Could you convert the records below into a JSON list of strings, with one string for each line and blank lines left out?

_____

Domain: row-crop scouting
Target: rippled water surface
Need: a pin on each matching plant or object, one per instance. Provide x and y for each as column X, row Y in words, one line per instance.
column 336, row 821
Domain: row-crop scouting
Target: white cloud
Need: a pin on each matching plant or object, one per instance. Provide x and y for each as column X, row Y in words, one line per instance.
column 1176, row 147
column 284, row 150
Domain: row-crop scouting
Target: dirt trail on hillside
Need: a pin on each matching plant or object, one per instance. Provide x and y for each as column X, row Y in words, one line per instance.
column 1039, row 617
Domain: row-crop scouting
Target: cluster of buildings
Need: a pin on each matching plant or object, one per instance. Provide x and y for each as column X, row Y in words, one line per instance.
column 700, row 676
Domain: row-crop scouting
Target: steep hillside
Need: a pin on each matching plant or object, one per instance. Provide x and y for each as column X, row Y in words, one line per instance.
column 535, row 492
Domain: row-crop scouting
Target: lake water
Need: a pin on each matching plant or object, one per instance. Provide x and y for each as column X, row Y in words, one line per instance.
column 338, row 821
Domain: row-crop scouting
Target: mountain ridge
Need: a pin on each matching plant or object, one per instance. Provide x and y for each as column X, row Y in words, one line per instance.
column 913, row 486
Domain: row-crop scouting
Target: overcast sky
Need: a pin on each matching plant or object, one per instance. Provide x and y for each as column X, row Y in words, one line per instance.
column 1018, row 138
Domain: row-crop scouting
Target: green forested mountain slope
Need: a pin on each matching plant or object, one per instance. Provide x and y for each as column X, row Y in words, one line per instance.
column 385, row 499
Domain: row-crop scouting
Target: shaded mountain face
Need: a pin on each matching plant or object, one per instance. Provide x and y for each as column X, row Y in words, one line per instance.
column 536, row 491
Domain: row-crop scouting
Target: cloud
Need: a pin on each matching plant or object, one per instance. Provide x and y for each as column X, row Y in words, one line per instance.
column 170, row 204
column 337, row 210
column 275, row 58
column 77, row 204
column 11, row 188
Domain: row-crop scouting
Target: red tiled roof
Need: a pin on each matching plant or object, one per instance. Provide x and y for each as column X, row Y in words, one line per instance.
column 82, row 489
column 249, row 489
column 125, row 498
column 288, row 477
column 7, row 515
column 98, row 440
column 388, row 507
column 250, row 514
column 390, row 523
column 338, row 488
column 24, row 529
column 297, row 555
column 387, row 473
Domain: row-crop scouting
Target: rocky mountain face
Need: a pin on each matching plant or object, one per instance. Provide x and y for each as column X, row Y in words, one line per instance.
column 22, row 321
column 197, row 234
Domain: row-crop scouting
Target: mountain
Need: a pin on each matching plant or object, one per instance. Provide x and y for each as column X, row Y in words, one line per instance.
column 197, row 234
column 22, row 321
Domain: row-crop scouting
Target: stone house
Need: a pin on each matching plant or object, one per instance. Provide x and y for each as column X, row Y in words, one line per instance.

_____

> The result
[
  "Domain: row-crop scouting",
  "Target: rippled water surface",
  "Need: a pin on each matching plant or object, one per instance. Provide x and y for each as column X, row Y in words, one line per instance.",
  "column 336, row 821",
  "Domain: row-crop scouting",
  "Target: white cloud",
  "Need: a pin on each matching plant or object, one per instance. Provide x and y for each as column X, row Y in words, one line per instance.",
  "column 1176, row 147",
  "column 284, row 150",
  "Domain: row-crop scouting",
  "Target: dirt trail on hillside",
  "Need: a pin on each matching plant or object, one per instance. Provide x and y for each as column X, row Y in words, one line per instance.",
  "column 1039, row 617",
  "Domain: row-crop scouting",
  "Target: cluster of buildings",
  "Need: a pin on each matching plant or object, one per instance. Provide x and y for each as column X, row Y in words, one line per instance.",
  "column 700, row 676",
  "Domain: row-crop scouting",
  "Target: steep hillside",
  "Need: a pin on each matching plant or object, one per instance. Provide x and y for each as column X, row Y in words, one line per instance.",
  "column 535, row 492",
  "Domain: row-crop scouting",
  "Target: lake water",
  "Need: a pin on each matching plant or object, one per instance. Provide x and y for each as column X, row Y in words, one line per instance.",
  "column 338, row 821",
  "Domain: row-crop scouting",
  "Target: mountain ridge",
  "Need: a pin on each matching plant or object, one per instance. Provide x and y for each as column X, row Y in words, one line per instance.",
  "column 913, row 486",
  "Domain: row-crop scouting",
  "Target: overcast sky",
  "Need: a pin on each matching plant or object, one per instance. Provide x and y for each as column X, row Y in words, one line per instance.",
  "column 1018, row 138",
  "Domain: row-crop scouting",
  "Target: green forested mountain slope",
  "Need: a pin on each matching plant or object, one per instance. Provide x and y for each as column X, row Y in words, one line per instance.",
  "column 385, row 499",
  "Domain: row-crop scouting",
  "Target: shaded mountain face",
  "Need: a pin on each matching plant or object, one per instance. Provide x and y for each as column X, row Y in words, one line per instance.",
  "column 536, row 491",
  "Domain: row-crop scouting",
  "Target: cloud",
  "Need: a pin on each matching plant or object, one per instance. Provide x and y for each as column X, row Y in words, one line per instance.",
  "column 170, row 204",
  "column 337, row 210",
  "column 275, row 58",
  "column 77, row 204",
  "column 11, row 188",
  "Domain: row-crop scouting",
  "Target: red tiled roof",
  "Need: a pin on each matching plant or object, one per instance. Provide x and y for each as column X, row Y in words, one line per instance.",
  "column 82, row 489",
  "column 249, row 489",
  "column 125, row 498",
  "column 288, row 477",
  "column 7, row 515",
  "column 98, row 440",
  "column 388, row 507",
  "column 250, row 514",
  "column 390, row 523",
  "column 338, row 488",
  "column 24, row 529",
  "column 297, row 555",
  "column 387, row 473",
  "Domain: row-crop scouting",
  "Target: rocky mountain face",
  "Need: a pin on each matching plant or object, one per instance. Provide x and y for each as column X, row Y in words, one line per instance.",
  "column 22, row 321",
  "column 197, row 234",
  "Domain: row-crop scouting",
  "Target: mountain",
  "Need: a pin on each matching plant or object, one per instance. Provide x and y for each as column X, row Y in words, one line per instance.",
  "column 197, row 234",
  "column 22, row 321",
  "Domain: row-crop scouting",
  "Target: stone house",
  "Need: a pin on each matching plant or object, one per instance. Provide x and y for each as column X, row Y in words, one line per instance."
]